BRIEF 1 – Reproduce the whole passage on right-wing influence over the courts, word for word.

PASSAGE PROVIDED –
------

A Butterfly Flaps Its Wings: From the Powell Memo to the Eastman Memo and January 6th

Part 4 of a 10-part Series:

Federalists and Dominionists Take Over the Courts

The appearance of influence or access, furthermore, will not cause the electorate to lose faith in our democracy.

Former U.S. Supreme Court Justice Anthony Kennedy in Citizens United v FEC

Most of us are no longer surprised by the plutocrat-friendly decisions emanating from the U.S. Supreme Court. Oligarchs like the Kochs have done their part to fulfill Powell’s mandate, sending massive funding to established think tanks like the Heritage Foundation and CATO as well as their own Americans for Prosperity and Freedomworks. The Koch empire funds a huge and interconnected network of right wing PACS, policy think tanks, lobbying groups and media outlets such that it has been given the name “Kochtopus.”

------

DATASET CONTENT –
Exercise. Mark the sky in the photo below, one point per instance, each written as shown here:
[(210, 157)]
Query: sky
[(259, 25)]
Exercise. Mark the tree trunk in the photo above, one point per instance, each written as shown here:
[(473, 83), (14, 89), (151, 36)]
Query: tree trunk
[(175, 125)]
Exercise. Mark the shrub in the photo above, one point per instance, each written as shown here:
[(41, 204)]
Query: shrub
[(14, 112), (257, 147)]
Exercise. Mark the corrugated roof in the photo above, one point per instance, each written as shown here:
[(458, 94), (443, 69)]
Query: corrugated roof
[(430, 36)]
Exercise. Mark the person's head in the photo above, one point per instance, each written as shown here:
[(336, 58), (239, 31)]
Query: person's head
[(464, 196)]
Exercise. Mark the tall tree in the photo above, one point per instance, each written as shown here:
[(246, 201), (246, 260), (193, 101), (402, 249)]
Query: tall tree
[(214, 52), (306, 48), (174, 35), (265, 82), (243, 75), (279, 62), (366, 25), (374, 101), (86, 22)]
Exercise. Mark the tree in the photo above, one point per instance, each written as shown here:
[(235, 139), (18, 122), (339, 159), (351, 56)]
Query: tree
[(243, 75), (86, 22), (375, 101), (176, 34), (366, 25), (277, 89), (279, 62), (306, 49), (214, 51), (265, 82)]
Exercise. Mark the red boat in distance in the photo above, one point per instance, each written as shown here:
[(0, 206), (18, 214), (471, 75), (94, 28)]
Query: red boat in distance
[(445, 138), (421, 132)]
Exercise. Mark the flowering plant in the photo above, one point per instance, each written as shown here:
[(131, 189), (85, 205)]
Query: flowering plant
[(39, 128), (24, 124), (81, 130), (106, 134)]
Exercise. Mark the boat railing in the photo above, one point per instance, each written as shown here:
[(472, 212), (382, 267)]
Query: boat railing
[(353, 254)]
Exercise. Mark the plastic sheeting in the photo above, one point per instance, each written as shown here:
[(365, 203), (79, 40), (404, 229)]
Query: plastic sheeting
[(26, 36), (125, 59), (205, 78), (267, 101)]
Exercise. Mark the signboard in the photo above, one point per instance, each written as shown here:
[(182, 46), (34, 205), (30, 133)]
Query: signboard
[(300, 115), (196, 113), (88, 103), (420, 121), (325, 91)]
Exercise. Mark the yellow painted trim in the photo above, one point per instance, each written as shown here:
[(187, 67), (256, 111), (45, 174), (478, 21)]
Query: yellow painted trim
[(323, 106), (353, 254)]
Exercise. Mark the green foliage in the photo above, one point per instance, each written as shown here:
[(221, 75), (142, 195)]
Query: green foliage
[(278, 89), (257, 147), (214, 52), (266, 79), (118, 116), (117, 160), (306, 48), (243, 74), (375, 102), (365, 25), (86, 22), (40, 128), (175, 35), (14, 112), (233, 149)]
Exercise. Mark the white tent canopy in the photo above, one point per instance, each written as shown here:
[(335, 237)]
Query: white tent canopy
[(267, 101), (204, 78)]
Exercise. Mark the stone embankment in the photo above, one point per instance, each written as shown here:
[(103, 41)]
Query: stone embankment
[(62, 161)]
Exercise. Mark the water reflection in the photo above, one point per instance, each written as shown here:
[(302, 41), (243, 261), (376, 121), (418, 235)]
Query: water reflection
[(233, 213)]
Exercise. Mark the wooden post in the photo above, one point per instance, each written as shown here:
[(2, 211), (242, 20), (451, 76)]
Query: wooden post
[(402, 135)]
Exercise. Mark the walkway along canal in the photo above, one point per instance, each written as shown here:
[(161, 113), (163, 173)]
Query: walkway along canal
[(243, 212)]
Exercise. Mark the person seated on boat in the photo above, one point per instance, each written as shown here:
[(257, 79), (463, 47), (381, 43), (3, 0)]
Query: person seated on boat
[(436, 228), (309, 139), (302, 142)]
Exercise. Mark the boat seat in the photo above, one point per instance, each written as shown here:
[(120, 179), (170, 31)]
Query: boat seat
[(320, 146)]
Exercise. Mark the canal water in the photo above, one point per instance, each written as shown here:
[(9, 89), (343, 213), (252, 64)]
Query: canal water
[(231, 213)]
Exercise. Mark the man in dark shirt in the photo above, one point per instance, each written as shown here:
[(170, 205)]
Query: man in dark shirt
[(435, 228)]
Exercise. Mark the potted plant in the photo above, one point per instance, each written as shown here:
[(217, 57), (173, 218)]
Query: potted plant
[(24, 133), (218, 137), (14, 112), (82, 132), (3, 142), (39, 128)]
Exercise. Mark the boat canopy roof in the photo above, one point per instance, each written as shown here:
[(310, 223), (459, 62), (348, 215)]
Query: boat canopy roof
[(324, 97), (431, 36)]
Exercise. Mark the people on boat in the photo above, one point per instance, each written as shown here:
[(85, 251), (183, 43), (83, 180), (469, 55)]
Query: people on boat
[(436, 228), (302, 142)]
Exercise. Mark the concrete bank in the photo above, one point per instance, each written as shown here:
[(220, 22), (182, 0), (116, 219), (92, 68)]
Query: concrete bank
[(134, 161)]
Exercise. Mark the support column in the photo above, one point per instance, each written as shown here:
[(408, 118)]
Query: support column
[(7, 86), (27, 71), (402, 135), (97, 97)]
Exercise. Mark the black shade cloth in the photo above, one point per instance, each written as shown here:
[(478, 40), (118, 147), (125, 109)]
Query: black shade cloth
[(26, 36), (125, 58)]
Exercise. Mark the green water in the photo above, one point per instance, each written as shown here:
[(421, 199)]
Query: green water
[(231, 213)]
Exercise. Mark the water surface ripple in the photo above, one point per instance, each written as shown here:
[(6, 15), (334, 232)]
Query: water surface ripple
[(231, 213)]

------

BRIEF 2 – Add 89 to every coordinate in the answers, and give again all the rows from the one containing "Exercise. Mark the potted" down to the last row, requests included. Return only those rows.

EXERCISE OUTPUT 1 –
A Butterfly Flaps Its Wings: From the Powell Memo to the Eastman Memo and January 6th

Part 4 of a 10-part Series:

Federalists and Dominionists Take Over the Courts

The appearance of influence or access, furthermore, will not cause the electorate to lose faith in our democracy.

Former U.S. Supreme Court Justice Anthony Kennedy in Citizens United v FEC

Most of us are no longer surprised by the plutocrat-friendly decisions emanating from the U.S. Supreme Court. Oligarchs like the Kochs have done their part to fulfill Powell’s mandate, sending massive funding to established think tanks like the Heritage Foundation and CATO as well as their own Americans for Prosperity and Freedomworks. The Koch empire funds a huge and interconnected network of right wing PACS, policy think tanks, lobbying groups and media outlets such that it has been given the name “Kochtopus.”

EXERCISE OUTPUT 2 –
Exercise. Mark the potted plant in the photo above, one point per instance, each written as shown here:
[(217, 57), (173, 218)]
Query: potted plant
[(113, 222), (307, 226), (103, 201), (171, 221), (92, 231), (128, 217)]
Exercise. Mark the boat canopy roof in the photo above, one point per instance, each written as shown here:
[(310, 223), (459, 62), (348, 215)]
Query: boat canopy roof
[(413, 186), (520, 125)]
Exercise. Mark the people on boat in the photo above, one point per instance, each written as shown here:
[(85, 251), (183, 43), (83, 180), (469, 55)]
Query: people on boat
[(525, 317), (391, 231)]
Exercise. Mark the concrete bank in the photo above, one point per instance, each written as shown here:
[(220, 22), (182, 0), (116, 219), (92, 68)]
Query: concrete bank
[(223, 250)]
Exercise. Mark the support column in the photo above, one point per instance, each written as shown here:
[(408, 118)]
Query: support column
[(96, 175), (116, 160), (491, 224), (186, 186)]
Exercise. Mark the black shade cloth in the photo above, one point per instance, each written as shown here:
[(478, 40), (118, 147), (125, 109)]
Query: black shade cloth
[(115, 125), (214, 147)]
Exercise. Mark the green water in the photo above, one point per instance, each written as shown here:
[(421, 199)]
Query: green water
[(320, 302)]
Exercise. Mark the water surface ripple in the photo above, one point per instance, each written as shown here:
[(6, 15), (334, 232)]
Query: water surface ripple
[(320, 302)]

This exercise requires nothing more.